▶ **Exercices**
1. Relevez tous les objectifs chiffrés de réduction des émissions de gaz à effet de serre cités dans le passage sur la politique climatique, en indiquant pour chacun ce à quoi il s'applique selon le texte.
2. Prolongez le passage sur la politique climatique à partir de sa dernière phrase, en conservant le même registre.

▶ **Extrait présenté**
----
Nous savons qu'atteindre moins 55 % d'émissions de gaz à effet de serre pour le secteur ETS et non-ETS, et 47 % pour le non-ETS, sera déjà un fameux défi en 2030. Il sera évidemment indispensable. Le premier élément que vous avez souligné est l'importance de maintenir cette ambition. On voit que si on cumule les différentes contributions nationales, à ce stade, la trajectoire n'est pas bonne. Les trajectoires, si on les additionne, ne permettent pas d'atteindre l'Accord de Paris. Il est donc important de rappeler, me semble-t-il, que chaque État membre, et chaque Région concernée au sein de ces États membres, doit avoir un Plan Climat suffisamment ambitieux pour atteindre les objectifs de Paris.

 

On va évidemment devoir balayer devant notre porte, en tant que Belgique. En effet, je pense que l'enjeu d'une gouvernance climatique forte et claire est particulièrement prégnant dans notre pays, notamment pour assurer un burden sharing efficace et ayant de l'impact, avec également une répartition équitable des revenus ETS1 et ETS2.

 

On sait aussi que le Plan national Énergie-Climat (PNEC) n'a pas été soumis à temps, parce que l'une des trois Régions du pays n'avait pas remis de documents suffisamment ambitieux. Maintenant que le gouvernement flamand a reconnu l'importance d'atteindre moins 47 % d'émissions non-ETS, nous espérons évidemment qu'enfin nous puissions aboutir à un PNEC tout à fait ambitieux et aligné sur l'Accord de Paris.

 

Je voulais donc vous demander quelles étaient vos pistes et propositions pour débloquer cette situation.

 

Je voudrais également insister sur le rehaussement des contributions nationales. Vous l'avez dit, c'est un point important qui va nous occuper en 2025. Où en sont aujourd'hui les discussions? Selon vous, ont-elles suffisamment avancé pour s'assurer que la contribution nationale belge sera réellement bien adaptée pour s'aligner sur cette révision des contributions nationales et aller dans la direction de l'objectif 2040 de moins 90 %, qui a donc été fixé par la Commission européenne?
----
▶ **Données fournies**
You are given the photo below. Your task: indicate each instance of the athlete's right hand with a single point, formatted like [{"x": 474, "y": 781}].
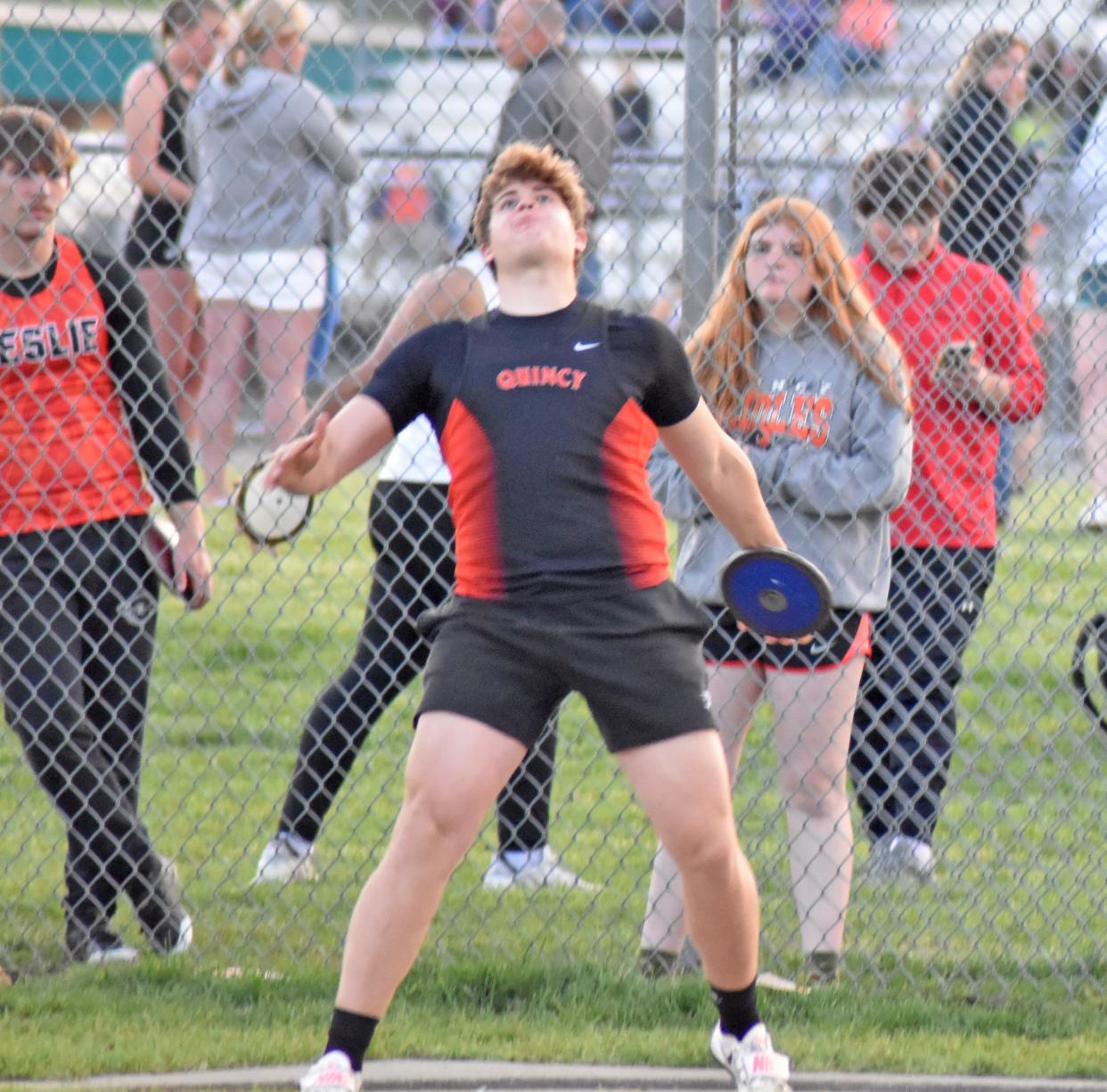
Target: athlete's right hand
[{"x": 292, "y": 463}]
----
▶ **Liste des réponses**
1.
- Moins 55 % : émissions des secteurs ETS et non-ETS, pour 2030.
- Moins 47 % : émissions du secteur non-ETS, pour 2030.
- Moins 90 % : objectif 2040 fixé par la Commission européenne.

2.
 

Le dernier élément de mon intervention est la question des investissements. Vous avez insisté sur l'importance d'investir massivement au niveau climatique. Le rapport Draghi a été également cité à plusieurs reprises. On sait que l'inaction coûte cinq fois plus cher économiquement que l'action en matière climatique.

 

Ces investissements sont nécessaires à la fois pour la mitigation, la réduction des émissions de gaz à effet de serre, et pour l'atteinte des objectifs énergétiques – un travail important qui a déjà été réalisé par le gouvernement fédéral sortant, notamment en matières d'énergies renouvelables.

 

Il serait important de travailler sur l'adaptation de nos territoires. La Wallonie a subi des inondations importantes en 2021. Nous devons être mieux équipés, plus robustes et résilients face aux risques climatiques. Or, partout en Europe tout comme en Belgique, il est constaté le retour à un discours vers une certaine forme d'austérité budgétaire. Comment proposez-vous d'agir pour veiller à ce que sur le plan budgétaire nous ayons une trajectoire soutenable et permettant des investissements indispensables? La BEI a-t-elle un rôle à jouer en matière d'investissements et notamment en matière d'adaptation?

 

Une façon rationnelle d'agir sur le plan économique serait de commencer par éliminer les subventions aux énergies fossiles. Il me semble important d'avancer sur ce volet. J'espère que collectivement, les parlementaires feront des propositions en ce sens.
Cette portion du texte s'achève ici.